*WHAT YOU WILL DO*: Retype the listing below line for line, keeping every character as it stands, and leave the pictures out of your answer.

*SUPPLIED DATA*:

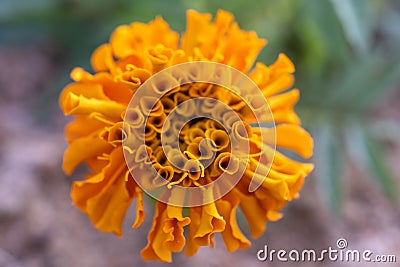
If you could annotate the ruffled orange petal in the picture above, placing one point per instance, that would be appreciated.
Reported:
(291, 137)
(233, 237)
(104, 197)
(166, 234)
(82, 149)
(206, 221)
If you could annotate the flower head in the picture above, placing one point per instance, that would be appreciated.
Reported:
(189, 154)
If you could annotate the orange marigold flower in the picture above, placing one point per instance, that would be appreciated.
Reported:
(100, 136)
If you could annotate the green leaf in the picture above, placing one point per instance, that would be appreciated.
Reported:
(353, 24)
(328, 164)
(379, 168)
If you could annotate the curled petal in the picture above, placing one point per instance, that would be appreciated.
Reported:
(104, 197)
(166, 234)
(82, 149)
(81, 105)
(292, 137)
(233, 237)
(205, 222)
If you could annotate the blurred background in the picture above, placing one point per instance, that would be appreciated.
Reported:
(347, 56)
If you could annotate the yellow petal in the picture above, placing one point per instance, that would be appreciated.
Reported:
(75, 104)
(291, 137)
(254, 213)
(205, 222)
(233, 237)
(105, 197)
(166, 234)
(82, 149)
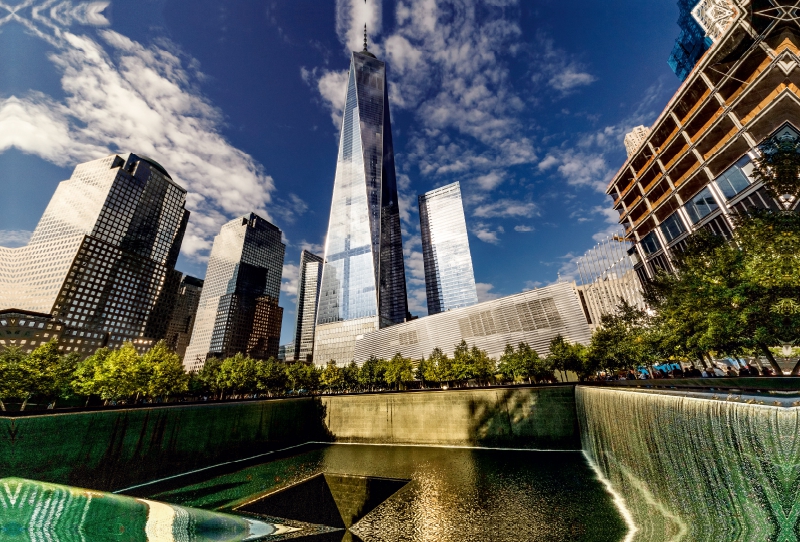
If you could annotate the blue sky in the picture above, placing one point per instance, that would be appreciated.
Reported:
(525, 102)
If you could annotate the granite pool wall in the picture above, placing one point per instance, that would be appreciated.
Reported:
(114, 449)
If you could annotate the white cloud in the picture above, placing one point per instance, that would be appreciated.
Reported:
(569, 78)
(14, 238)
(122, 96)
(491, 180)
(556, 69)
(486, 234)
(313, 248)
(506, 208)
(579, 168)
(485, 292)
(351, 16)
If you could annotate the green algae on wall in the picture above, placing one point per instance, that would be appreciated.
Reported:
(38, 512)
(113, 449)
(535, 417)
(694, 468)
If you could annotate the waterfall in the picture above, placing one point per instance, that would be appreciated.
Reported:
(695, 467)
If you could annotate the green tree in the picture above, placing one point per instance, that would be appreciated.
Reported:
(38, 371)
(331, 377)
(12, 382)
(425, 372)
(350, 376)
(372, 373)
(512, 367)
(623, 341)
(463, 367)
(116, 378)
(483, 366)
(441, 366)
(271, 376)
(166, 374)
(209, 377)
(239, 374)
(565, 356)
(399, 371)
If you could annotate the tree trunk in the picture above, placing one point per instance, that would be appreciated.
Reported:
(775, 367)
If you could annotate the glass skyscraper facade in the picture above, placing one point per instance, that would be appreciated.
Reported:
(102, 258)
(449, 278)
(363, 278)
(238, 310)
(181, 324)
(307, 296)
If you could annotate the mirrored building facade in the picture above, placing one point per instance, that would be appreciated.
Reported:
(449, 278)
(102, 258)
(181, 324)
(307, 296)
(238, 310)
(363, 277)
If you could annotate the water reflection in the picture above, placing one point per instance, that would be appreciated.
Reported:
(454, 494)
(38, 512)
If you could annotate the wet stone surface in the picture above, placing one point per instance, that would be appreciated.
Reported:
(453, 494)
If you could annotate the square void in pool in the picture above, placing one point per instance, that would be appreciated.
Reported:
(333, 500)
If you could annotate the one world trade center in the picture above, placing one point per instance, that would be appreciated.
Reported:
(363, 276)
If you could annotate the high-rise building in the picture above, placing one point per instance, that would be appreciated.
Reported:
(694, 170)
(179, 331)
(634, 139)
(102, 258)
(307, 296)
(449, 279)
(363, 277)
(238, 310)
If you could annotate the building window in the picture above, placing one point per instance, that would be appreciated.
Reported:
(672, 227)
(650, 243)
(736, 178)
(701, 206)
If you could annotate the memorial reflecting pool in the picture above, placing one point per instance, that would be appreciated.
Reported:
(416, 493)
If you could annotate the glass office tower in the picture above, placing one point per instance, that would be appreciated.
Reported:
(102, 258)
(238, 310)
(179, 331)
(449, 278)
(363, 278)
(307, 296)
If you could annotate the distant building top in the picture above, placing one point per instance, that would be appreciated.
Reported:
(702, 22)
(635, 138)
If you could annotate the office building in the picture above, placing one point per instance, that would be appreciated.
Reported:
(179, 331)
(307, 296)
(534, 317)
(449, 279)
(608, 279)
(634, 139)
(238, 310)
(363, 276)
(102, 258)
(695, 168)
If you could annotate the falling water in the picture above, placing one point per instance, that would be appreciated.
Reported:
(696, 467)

*THE RESPONSE*:
If you could annotate the ruffled orange petal in the picture above, placing one point per instance, that would be appreciated.
Reported:
(291, 137)
(233, 237)
(104, 197)
(166, 234)
(82, 149)
(206, 221)
If you could annotate the flower head in the picture above, placing one point per instance, that would be appreciated.
Reported:
(189, 154)
If you could annotate the orange marigold flower in the picture above, placing one point per instance, that would be appreciated.
Reported:
(100, 136)
If you could annotate the green leaf in the picture above, placing one point per instance, that would be appreciated.
Reported:
(353, 24)
(328, 164)
(379, 168)
If you could annotate the curled petal in the picture above, placing one point per instance, that would be appreciated.
Reported:
(104, 197)
(166, 234)
(82, 149)
(81, 105)
(292, 137)
(233, 237)
(205, 222)
If you could annotate the blurred background in the picture above, placing one point per instance, that would be appreciated.
Reported:
(347, 56)
If you could annotate the yellow petal in the picture above, placing one point per instance, that would be appreciated.
Reported:
(75, 104)
(291, 137)
(254, 213)
(205, 222)
(233, 237)
(105, 197)
(166, 234)
(82, 149)
If you could annotate the blue sky in the picture above, placing one point per instance, that would be appreciated.
Reported:
(525, 102)
If you could annotate the granite pool wall in the picture above, placing one point per instance, that would be appreciated.
Reported:
(114, 449)
If you could annotate the white cloud in the picture above, placing one point per instance, that would be appreciated.
Reported:
(569, 78)
(14, 238)
(122, 96)
(491, 180)
(556, 69)
(486, 234)
(313, 248)
(506, 208)
(579, 168)
(485, 292)
(351, 16)
If you could annotate the green algae on wall in the picture above, placing one point per instance, that would be appreciated.
Reported:
(38, 512)
(113, 449)
(535, 417)
(694, 468)
If you could annotate the waterfall in the picture above, placing one point per instance, that would be appreciated.
Reported:
(695, 467)
If you could annotate the green tree in the picture above, placing one point per instance, that would be appreciated.
Reported:
(38, 371)
(331, 377)
(12, 382)
(425, 372)
(350, 376)
(372, 373)
(512, 367)
(623, 341)
(463, 367)
(116, 378)
(483, 366)
(441, 366)
(271, 376)
(166, 374)
(209, 377)
(239, 374)
(565, 356)
(399, 371)
If you could annotate the tree trunk in the picture above, placing one point per instance, that would be appreciated.
Reported:
(775, 367)
If you could annotate the glass skyscraper facade in the picture above, placing one point per instance, that would be appreciated.
Reported:
(102, 258)
(449, 278)
(363, 278)
(238, 310)
(181, 324)
(307, 296)
If you could annotate the mirrored building facade in the picture above, placing one point per instance, that would be appreciated.
Reported:
(449, 278)
(102, 258)
(181, 324)
(307, 296)
(238, 310)
(363, 277)
If you could annotate the water reflection in the picture above, placing one point per instance, that would be appreciated.
Reported:
(454, 494)
(38, 512)
If you could annotate the wet stone surface in the picture above, placing one point per instance, that would be appreciated.
Reported:
(453, 494)
If you could annotate the square void in pool in the picture above, placing one point per instance, that would be appreciated.
Reported:
(333, 500)
If you could annotate the one world trade center in the picture above, placing one point per instance, that would be appreciated.
Reported:
(363, 276)
If you could annotate the high-rise building in the picture above, placing one point per instance, that would be appreciated.
Reported:
(694, 170)
(179, 331)
(634, 139)
(102, 258)
(307, 296)
(449, 279)
(363, 277)
(238, 310)
If you could annotate the building window in the picture above, placing one point per instance, that would be appreciated.
Reported:
(672, 227)
(650, 243)
(736, 178)
(701, 206)
If you could annotate the memorial reflecting pool in the picture above, placing one point per instance, that would be appreciated.
Reported:
(416, 493)
If you could annotate the glass office tower in the picture above, placing one point per instance, that would be appreciated.
Reported:
(102, 258)
(238, 310)
(179, 331)
(449, 278)
(363, 278)
(307, 296)
If you could annotate the distant building top in the picture above, placing one point per instance, that would be appreciated.
Reported:
(702, 22)
(635, 138)
If you could annotate the office building in the picture above, placing one point per instance, that would be appreciated.
Reported:
(179, 331)
(307, 296)
(534, 317)
(449, 279)
(608, 279)
(634, 139)
(238, 310)
(363, 276)
(102, 258)
(695, 168)
If you could annotate the falling water in the picture above, placing one point per instance, that would be appreciated.
Reported:
(696, 467)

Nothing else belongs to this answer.